• **Exercise**:
Count the lines of the records below that contain the word "cloudy", and reply with only that number.

───── Extracted data ─────

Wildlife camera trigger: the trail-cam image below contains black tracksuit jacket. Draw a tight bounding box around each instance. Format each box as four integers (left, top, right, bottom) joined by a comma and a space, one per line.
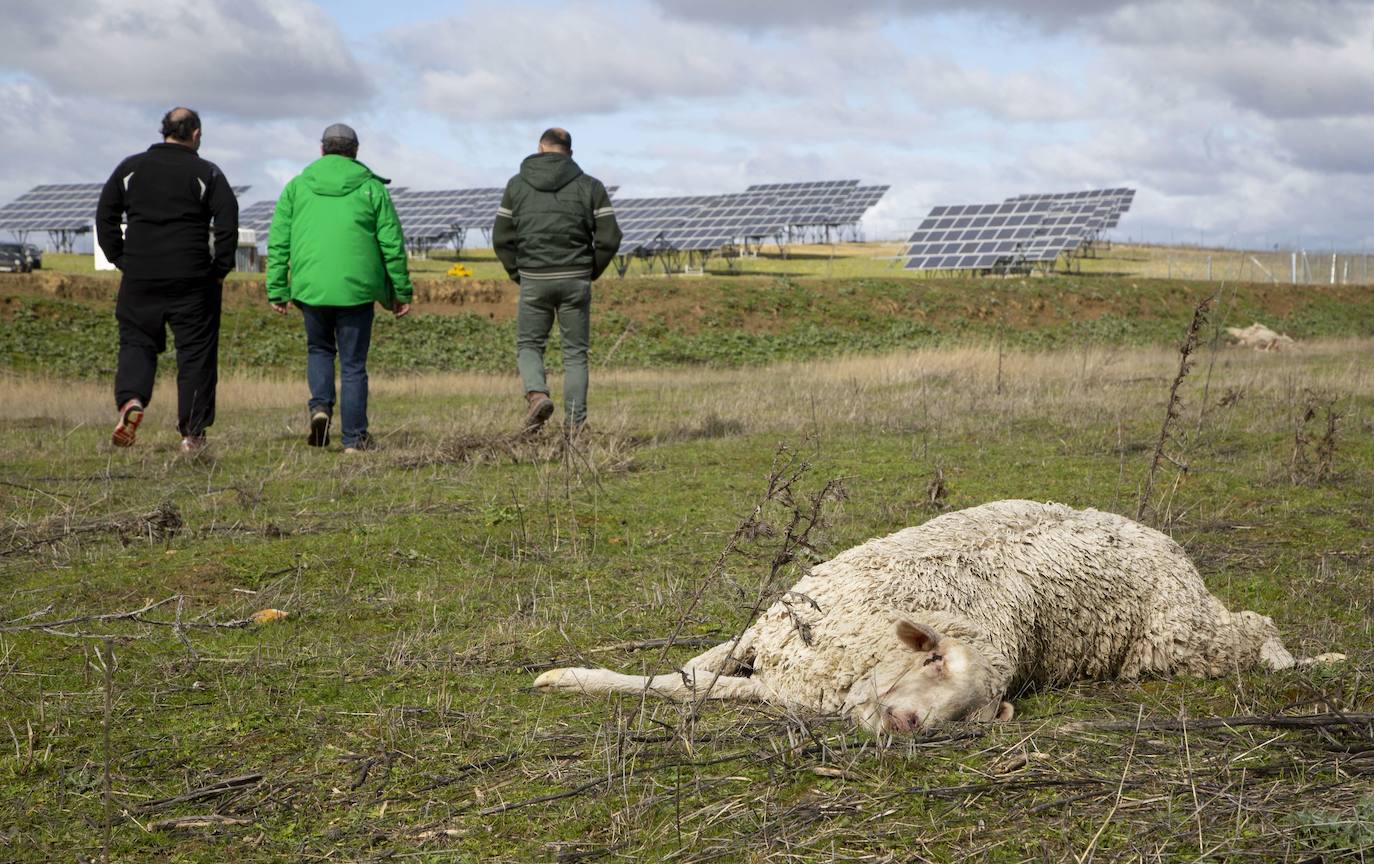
95, 144, 239, 279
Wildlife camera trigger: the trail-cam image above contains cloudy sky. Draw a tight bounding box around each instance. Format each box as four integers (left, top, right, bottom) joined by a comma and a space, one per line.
0, 0, 1374, 250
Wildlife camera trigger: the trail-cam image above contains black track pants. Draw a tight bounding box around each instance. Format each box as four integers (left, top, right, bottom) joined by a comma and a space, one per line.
114, 276, 223, 435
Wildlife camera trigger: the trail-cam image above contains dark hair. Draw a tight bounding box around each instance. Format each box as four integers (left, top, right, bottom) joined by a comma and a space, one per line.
320, 137, 357, 159
162, 109, 201, 141
539, 126, 573, 152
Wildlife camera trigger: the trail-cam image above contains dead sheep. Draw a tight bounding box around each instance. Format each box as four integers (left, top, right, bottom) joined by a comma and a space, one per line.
1226, 321, 1297, 352
534, 500, 1344, 734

─────

• **The reply**:
1